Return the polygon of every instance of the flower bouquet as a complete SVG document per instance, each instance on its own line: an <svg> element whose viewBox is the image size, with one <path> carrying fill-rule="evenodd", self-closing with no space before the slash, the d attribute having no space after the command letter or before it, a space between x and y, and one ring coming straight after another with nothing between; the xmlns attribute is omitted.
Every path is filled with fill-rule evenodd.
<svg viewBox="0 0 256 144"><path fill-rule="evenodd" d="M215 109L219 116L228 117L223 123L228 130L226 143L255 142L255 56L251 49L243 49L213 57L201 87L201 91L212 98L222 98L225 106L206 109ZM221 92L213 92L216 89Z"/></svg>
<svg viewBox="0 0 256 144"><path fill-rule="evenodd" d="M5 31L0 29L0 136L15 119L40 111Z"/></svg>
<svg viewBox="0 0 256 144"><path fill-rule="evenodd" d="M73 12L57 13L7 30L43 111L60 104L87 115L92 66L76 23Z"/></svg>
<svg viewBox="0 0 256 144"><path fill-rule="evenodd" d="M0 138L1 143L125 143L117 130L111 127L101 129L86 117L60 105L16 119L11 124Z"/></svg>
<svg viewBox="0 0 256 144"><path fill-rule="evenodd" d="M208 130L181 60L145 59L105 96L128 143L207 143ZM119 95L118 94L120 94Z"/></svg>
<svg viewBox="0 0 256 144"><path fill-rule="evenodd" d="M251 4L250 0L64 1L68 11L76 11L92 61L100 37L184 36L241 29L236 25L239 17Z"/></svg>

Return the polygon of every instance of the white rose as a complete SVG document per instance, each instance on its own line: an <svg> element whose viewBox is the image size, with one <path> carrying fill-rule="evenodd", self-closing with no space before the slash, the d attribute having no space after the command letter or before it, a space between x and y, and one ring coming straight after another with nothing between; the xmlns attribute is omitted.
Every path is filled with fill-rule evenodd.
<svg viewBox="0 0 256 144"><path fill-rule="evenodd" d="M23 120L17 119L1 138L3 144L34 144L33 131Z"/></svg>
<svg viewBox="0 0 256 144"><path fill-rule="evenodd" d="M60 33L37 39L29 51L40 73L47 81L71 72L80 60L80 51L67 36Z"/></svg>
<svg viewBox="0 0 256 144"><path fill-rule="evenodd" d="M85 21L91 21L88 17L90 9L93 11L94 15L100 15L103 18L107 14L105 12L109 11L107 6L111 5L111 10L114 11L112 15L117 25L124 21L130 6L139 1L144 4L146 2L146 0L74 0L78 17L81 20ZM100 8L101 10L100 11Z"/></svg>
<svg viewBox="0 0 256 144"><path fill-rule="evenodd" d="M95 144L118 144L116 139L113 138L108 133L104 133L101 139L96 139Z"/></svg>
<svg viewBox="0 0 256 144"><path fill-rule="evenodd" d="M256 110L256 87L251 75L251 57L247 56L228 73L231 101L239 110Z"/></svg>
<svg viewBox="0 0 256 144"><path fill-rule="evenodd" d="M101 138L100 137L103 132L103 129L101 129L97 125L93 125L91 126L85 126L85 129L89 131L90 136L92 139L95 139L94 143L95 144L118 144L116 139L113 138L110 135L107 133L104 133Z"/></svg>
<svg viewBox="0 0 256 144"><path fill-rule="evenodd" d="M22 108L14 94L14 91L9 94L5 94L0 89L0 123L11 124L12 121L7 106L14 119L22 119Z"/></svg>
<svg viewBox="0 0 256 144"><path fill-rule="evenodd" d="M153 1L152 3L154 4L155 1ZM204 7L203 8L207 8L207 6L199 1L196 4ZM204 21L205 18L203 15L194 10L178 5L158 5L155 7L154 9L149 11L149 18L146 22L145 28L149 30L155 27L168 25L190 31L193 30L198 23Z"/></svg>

· · · · ·

*Task statement*
Copy all of the lines above word for word, leaving nothing out and changing nothing.

*Written solution*
Return the polygon of every instance of the flower bouquet as a complete SVG document per instance, each instance on its own line: an <svg> element whose viewBox is the image size, with one <path> carrying fill-rule="evenodd", self-closing with no space before the slash, the d attribute having no space after the command letter or before it, a space between x and y, and one ring coming straight after another with nothing between; the xmlns attribute is omitted.
Every path is filled with fill-rule evenodd.
<svg viewBox="0 0 256 144"><path fill-rule="evenodd" d="M215 109L219 116L228 117L223 123L228 130L226 143L255 142L255 56L251 49L243 49L213 57L201 87L201 91L212 98L222 98L225 106L206 109ZM221 92L213 92L216 89Z"/></svg>
<svg viewBox="0 0 256 144"><path fill-rule="evenodd" d="M5 31L0 29L0 136L15 119L40 111Z"/></svg>
<svg viewBox="0 0 256 144"><path fill-rule="evenodd" d="M73 12L57 13L7 30L43 111L60 104L87 115L92 66L76 23Z"/></svg>
<svg viewBox="0 0 256 144"><path fill-rule="evenodd" d="M0 138L1 143L125 143L117 130L111 127L101 129L86 117L60 105L16 119L11 124Z"/></svg>
<svg viewBox="0 0 256 144"><path fill-rule="evenodd" d="M208 130L181 60L145 59L105 96L128 143L207 143ZM119 95L118 94L120 94Z"/></svg>
<svg viewBox="0 0 256 144"><path fill-rule="evenodd" d="M251 4L250 0L64 1L68 11L76 11L92 61L100 37L184 36L241 29L236 25L239 17Z"/></svg>

Return the polygon of every instance of the white rose as a complete SVG document per instance, each instance on its own line: an <svg> element whose viewBox is the image size, with one <path> carrying fill-rule="evenodd", self-closing with no space before the slash, the d attribute having no space after the command letter or before it, a space between x and y, and one ring coming straight after another with nothing between; the xmlns attribute is omitted.
Every path is filled with fill-rule evenodd.
<svg viewBox="0 0 256 144"><path fill-rule="evenodd" d="M23 120L17 119L1 138L3 144L34 144L33 131Z"/></svg>
<svg viewBox="0 0 256 144"><path fill-rule="evenodd" d="M60 33L37 39L29 51L40 73L47 81L71 72L80 60L80 51L67 36Z"/></svg>
<svg viewBox="0 0 256 144"><path fill-rule="evenodd" d="M85 21L91 21L88 17L90 9L93 11L94 15L100 15L103 18L107 14L105 12L109 11L107 6L111 5L111 10L114 11L112 15L117 25L124 21L130 6L139 1L144 4L146 2L146 0L74 0L78 17L81 20ZM100 8L101 10L100 11Z"/></svg>
<svg viewBox="0 0 256 144"><path fill-rule="evenodd" d="M95 144L118 144L116 139L113 138L108 133L104 133L101 139L96 139Z"/></svg>
<svg viewBox="0 0 256 144"><path fill-rule="evenodd" d="M256 110L256 87L251 75L251 57L247 56L228 73L231 101L239 110Z"/></svg>
<svg viewBox="0 0 256 144"><path fill-rule="evenodd" d="M101 138L100 137L103 132L103 129L101 129L97 125L93 125L91 126L85 126L85 129L89 131L90 136L92 139L95 139L94 143L95 144L118 144L116 139L113 138L110 135L107 133L104 133Z"/></svg>
<svg viewBox="0 0 256 144"><path fill-rule="evenodd" d="M22 108L14 94L14 91L9 94L5 94L0 89L0 123L11 124L12 121L7 106L14 119L22 119Z"/></svg>
<svg viewBox="0 0 256 144"><path fill-rule="evenodd" d="M153 1L152 3L154 4L155 1ZM204 7L203 8L207 8L207 6L199 1L196 4ZM204 21L205 18L203 15L194 10L178 5L158 5L155 7L154 9L149 11L149 18L146 22L145 28L149 30L155 27L168 25L190 31L193 30L198 23Z"/></svg>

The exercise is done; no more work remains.